PROBLEM TO SOLVE
Reproduce exactly the lines below, starting with the line that contains "written as (52,132)." and ending with the last line of the records, both included, and nothing else.

[Data records]
────────────────────────────────────────
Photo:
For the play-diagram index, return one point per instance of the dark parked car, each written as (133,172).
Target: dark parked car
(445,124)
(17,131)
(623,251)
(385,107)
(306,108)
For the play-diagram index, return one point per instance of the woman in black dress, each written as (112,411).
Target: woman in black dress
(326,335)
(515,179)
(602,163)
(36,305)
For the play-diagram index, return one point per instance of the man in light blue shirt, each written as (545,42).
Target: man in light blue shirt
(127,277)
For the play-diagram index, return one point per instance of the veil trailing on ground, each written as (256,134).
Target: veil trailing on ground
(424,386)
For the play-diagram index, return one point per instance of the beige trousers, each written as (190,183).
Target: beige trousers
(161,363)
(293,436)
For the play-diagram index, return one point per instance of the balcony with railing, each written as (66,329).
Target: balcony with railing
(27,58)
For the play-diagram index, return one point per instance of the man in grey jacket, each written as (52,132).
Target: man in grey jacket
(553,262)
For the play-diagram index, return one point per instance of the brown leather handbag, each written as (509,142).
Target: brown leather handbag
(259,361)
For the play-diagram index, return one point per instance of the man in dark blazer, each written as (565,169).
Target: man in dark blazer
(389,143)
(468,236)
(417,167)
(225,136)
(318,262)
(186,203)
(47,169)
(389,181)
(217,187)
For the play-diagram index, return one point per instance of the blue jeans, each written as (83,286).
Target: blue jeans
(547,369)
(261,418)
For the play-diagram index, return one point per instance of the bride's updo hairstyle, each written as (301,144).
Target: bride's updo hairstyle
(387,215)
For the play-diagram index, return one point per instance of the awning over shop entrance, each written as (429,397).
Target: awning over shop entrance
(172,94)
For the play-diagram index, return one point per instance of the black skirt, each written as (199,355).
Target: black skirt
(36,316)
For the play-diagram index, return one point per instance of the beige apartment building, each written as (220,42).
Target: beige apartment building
────────────────────────────────────────
RESULT
For the play-diagram index, return one point per instance of the man in grey jacket, each written as (52,132).
Target: man in grey jacket
(553,262)
For the play-diagram index, return one point per instance of the brown leather handbag, each written as (509,142).
Target: brown leather handbag
(259,361)
For the play-diagram index, return one point per instance of the man in dark blazer, each written as (565,169).
Target: man in dark blazer
(389,143)
(468,236)
(417,167)
(225,136)
(318,262)
(186,203)
(47,169)
(389,181)
(217,187)
For the play-diagram index, return one point per instance of the blue jeans, each written as (83,286).
Target: blue jeans
(547,369)
(261,418)
For the play-diagram index, return one point per instance of the bride's updo hairstyle, each written as (301,144).
Target: bride's updo hairstyle
(387,215)
For the play-diagram index, return one point per instance of the awning over shop entrance, each written as (429,397).
Target: awning over shop entrance
(172,94)
For the play-diagram index, return one point per instance of the black skirt, each written as (199,355).
Target: black skirt
(36,316)
For the play-diagram index, return one point per instance of the beige apartment building, each written as (220,42).
Target: beige apartment building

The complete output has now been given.